==== EXTRACTED TEXT

R. Fleming: Well, that’s quite a revision on the history of the dispute. I certainly don’t want to use up too much time this afternoon. But clearly, the minister has forgotten that his government moved, applied for and received from the Labour Relations Board an order for a partial lockout, which escalated further.
At the very least, you would expect him to concede that there are two sides in the dispute. I would actually hope that he would be able to, in hindsight and having the benefit of being the minister now for a couple years, admit that at key points the dispute escalated far beyond where it should have. What happened over these past two school years — the scale of disruption — should never have been allowed to have occurred.
I don’t expect the minister will take that opportunity this afternoon, so I don’t want to waste a lot of time on this matter and going through that dispute. I want to talk about the opportunity he had, after such a scale of disruption, to smooth things over — to do as the Premier had suggested, which was to turn a new leaf and to develop new relationships both with the school boards, who were put under considerable difficulty, but most importantly, perhaps given who was most directly involved with the dispute, the teaching profession in British Columbia.

========

Reproduce the passage from the remarks on the teachers' dispute, from "I don’t expect" up to and including "in British Columbia.".

==== DATASET

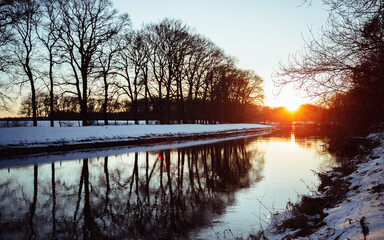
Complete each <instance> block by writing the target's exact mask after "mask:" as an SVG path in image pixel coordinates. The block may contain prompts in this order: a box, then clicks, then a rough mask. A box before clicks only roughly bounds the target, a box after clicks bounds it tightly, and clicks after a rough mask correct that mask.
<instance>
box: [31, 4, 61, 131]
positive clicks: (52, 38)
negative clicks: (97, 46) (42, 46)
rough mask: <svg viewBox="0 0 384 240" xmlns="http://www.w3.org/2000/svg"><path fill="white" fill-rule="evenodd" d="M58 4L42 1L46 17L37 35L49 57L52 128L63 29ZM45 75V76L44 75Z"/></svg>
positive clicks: (48, 64) (38, 31)
mask: <svg viewBox="0 0 384 240" xmlns="http://www.w3.org/2000/svg"><path fill="white" fill-rule="evenodd" d="M58 7H59V6H58V2H57V1H54V0H44V1H42V12H43V14H44V17H43V19H42V23H41V24H40V26H39V28H38V29H37V35H38V38H39V40H40V41H41V43H42V45H43V46H44V48H45V49H46V53H47V55H48V57H47V59H46V60H47V61H48V73H47V74H46V75H48V79H49V84H48V85H49V87H48V88H49V96H50V101H49V108H50V110H49V119H50V125H51V127H54V111H55V110H54V91H53V88H54V72H53V70H54V69H53V67H54V65H55V64H57V60H55V55H57V54H56V52H57V51H58V43H59V40H60V36H61V34H62V28H61V26H60V25H58V24H57V23H56V22H59V21H60V12H59V9H58ZM44 75H45V74H44Z"/></svg>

========

WRITTEN ANSWER:
I don’t expect the minister will take that opportunity this afternoon, so I don’t want to waste a lot of time on this matter and going through that dispute. I want to talk about the opportunity he had, after such a scale of disruption, to smooth things over — to do as the Premier had suggested, which was to turn a new leaf and to develop new relationships both with the school boards, who were put under considerable difficulty, but most importantly, perhaps given who was most directly involved with the dispute, the teaching profession in British Columbia.